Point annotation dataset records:
_ _ _ _ _ _ _

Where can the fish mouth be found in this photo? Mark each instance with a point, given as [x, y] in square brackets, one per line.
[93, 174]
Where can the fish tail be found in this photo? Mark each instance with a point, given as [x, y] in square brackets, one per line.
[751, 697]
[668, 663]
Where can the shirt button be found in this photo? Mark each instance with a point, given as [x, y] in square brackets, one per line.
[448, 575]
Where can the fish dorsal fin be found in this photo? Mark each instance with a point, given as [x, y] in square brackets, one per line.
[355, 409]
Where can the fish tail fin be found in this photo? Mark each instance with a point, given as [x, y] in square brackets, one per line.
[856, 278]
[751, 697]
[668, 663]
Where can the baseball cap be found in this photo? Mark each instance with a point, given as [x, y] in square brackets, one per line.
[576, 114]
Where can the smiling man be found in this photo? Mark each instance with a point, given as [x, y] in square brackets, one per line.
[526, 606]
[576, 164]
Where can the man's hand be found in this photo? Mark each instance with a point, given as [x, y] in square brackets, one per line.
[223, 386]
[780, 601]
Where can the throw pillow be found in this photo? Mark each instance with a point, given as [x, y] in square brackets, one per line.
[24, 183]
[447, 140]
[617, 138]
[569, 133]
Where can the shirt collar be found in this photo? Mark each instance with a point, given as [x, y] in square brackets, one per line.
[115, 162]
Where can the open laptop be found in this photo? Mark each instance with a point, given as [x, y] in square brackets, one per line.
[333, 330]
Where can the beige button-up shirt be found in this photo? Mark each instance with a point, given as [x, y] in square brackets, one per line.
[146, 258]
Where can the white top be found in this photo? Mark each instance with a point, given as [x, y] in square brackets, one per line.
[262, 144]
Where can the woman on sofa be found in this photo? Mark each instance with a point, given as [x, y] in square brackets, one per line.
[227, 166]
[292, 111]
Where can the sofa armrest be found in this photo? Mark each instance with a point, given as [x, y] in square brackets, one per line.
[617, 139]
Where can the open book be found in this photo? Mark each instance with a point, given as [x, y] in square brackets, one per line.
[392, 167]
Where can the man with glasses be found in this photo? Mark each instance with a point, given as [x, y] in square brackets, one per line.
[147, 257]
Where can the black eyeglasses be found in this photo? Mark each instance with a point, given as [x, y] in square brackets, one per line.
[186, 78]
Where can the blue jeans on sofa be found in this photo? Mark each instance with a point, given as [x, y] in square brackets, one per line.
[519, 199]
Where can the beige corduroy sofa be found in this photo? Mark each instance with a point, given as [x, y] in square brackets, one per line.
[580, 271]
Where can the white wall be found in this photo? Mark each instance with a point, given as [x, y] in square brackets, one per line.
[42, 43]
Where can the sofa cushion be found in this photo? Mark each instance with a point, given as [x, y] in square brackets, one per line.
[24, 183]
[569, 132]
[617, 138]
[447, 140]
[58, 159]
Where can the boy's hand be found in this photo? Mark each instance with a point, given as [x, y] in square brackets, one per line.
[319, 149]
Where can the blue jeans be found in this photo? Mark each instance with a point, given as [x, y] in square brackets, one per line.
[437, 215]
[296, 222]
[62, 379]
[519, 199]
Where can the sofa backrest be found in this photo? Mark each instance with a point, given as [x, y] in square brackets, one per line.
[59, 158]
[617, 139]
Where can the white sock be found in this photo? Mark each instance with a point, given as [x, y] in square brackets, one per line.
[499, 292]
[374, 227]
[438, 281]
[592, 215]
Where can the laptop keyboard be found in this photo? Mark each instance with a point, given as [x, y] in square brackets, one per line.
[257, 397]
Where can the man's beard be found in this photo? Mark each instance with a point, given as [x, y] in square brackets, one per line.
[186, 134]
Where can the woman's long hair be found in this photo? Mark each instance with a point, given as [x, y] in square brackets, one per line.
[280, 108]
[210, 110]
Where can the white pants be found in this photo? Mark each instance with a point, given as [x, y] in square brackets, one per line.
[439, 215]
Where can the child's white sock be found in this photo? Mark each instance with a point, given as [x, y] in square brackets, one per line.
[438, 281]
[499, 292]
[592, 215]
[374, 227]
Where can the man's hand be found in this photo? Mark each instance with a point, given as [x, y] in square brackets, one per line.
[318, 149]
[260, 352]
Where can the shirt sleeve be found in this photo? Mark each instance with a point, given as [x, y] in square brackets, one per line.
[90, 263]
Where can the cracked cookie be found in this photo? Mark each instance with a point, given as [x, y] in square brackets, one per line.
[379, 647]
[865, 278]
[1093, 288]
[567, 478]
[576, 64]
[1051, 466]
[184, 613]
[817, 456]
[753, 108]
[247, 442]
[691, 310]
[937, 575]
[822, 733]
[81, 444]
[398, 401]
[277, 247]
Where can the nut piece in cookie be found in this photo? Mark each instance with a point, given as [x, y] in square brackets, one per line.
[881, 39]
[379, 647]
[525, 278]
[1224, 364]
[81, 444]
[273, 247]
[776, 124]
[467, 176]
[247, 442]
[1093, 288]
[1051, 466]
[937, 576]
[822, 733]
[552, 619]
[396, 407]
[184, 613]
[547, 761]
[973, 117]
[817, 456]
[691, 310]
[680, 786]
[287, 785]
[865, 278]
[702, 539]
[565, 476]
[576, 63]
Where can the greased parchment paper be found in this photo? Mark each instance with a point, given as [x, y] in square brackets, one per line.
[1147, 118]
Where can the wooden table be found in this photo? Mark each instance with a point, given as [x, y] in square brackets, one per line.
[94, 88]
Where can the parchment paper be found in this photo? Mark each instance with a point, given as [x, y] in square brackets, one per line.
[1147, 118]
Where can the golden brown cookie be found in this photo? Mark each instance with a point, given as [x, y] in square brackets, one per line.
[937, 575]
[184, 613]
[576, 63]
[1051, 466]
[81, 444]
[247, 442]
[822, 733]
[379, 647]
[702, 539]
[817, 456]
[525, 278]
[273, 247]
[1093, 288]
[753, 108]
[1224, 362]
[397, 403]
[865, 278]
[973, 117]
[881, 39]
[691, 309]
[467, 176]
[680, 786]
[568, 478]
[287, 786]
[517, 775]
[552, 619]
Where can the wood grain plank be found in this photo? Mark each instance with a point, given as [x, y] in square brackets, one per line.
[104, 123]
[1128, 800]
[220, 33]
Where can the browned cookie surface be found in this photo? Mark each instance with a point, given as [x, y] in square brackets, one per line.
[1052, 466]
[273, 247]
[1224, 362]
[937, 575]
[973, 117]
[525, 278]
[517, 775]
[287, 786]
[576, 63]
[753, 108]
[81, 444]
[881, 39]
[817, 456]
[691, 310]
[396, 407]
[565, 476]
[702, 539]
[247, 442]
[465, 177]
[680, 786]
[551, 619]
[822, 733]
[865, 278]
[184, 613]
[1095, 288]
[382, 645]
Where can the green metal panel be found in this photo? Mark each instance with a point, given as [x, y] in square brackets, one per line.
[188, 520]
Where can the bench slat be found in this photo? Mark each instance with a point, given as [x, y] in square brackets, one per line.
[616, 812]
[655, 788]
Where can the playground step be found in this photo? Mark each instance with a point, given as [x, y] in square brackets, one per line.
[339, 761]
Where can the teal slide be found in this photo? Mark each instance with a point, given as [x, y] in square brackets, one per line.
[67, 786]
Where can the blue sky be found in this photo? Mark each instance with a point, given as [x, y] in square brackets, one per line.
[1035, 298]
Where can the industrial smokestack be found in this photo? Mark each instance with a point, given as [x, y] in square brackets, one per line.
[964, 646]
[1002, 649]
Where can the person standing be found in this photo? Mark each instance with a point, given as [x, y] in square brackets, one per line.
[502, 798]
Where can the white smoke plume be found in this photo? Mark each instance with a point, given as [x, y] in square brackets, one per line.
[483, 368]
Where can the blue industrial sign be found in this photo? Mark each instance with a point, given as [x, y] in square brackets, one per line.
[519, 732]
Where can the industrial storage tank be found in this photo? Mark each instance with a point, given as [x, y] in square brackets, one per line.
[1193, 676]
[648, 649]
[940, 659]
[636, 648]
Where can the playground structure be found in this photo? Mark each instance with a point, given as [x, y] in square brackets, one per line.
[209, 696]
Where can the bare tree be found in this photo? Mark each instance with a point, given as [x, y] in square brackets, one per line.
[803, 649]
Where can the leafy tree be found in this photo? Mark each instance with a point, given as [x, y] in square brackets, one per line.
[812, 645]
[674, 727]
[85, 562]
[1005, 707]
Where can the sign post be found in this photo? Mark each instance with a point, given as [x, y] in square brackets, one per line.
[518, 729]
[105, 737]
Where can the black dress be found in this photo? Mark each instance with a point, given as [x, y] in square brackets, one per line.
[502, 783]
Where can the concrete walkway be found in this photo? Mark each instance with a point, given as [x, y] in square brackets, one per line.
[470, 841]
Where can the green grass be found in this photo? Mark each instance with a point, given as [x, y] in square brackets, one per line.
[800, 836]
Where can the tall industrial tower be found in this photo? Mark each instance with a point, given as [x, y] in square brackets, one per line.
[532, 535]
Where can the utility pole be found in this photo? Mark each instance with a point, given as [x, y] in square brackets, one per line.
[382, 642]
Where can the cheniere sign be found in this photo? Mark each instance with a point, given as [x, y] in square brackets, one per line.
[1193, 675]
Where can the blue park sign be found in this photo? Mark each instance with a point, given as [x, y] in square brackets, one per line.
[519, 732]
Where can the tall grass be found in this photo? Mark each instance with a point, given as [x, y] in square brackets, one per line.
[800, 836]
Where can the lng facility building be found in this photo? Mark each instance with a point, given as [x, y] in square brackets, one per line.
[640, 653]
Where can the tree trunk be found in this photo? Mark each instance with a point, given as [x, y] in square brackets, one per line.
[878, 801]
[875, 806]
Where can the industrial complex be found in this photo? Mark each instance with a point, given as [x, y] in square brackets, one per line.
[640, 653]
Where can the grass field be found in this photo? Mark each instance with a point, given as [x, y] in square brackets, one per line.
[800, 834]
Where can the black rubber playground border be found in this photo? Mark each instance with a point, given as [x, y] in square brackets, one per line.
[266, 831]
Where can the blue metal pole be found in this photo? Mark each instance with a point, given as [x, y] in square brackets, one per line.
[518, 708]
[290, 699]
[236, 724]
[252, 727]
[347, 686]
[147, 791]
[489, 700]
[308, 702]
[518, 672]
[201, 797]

_ _ _ _ _ _ _

_Direction:_ Only the lines from the one with "Where can the industrial complex" through the end of the material are wanted; copy them exactly, both ends included.

_Response below:_
Where can the industrial complex be found in this photo? Mark each instance with a point, given as [x, y] in square brackets, one per line.
[640, 653]
Where can the grass field be found in this photo? Mark each instance with a point, given as [x, y] in square brackets, one per line.
[800, 834]
Where can the black rubber playground border be found in this photo? Mark each instance with a point, given as [x, y] in square brackets, one per line.
[266, 831]
Where can the blue metal pole be found in this photo? Mark each instance with a point, given as [x, y] in square brackets, one per line.
[518, 708]
[290, 699]
[236, 724]
[252, 727]
[347, 686]
[147, 791]
[489, 700]
[308, 702]
[518, 672]
[201, 797]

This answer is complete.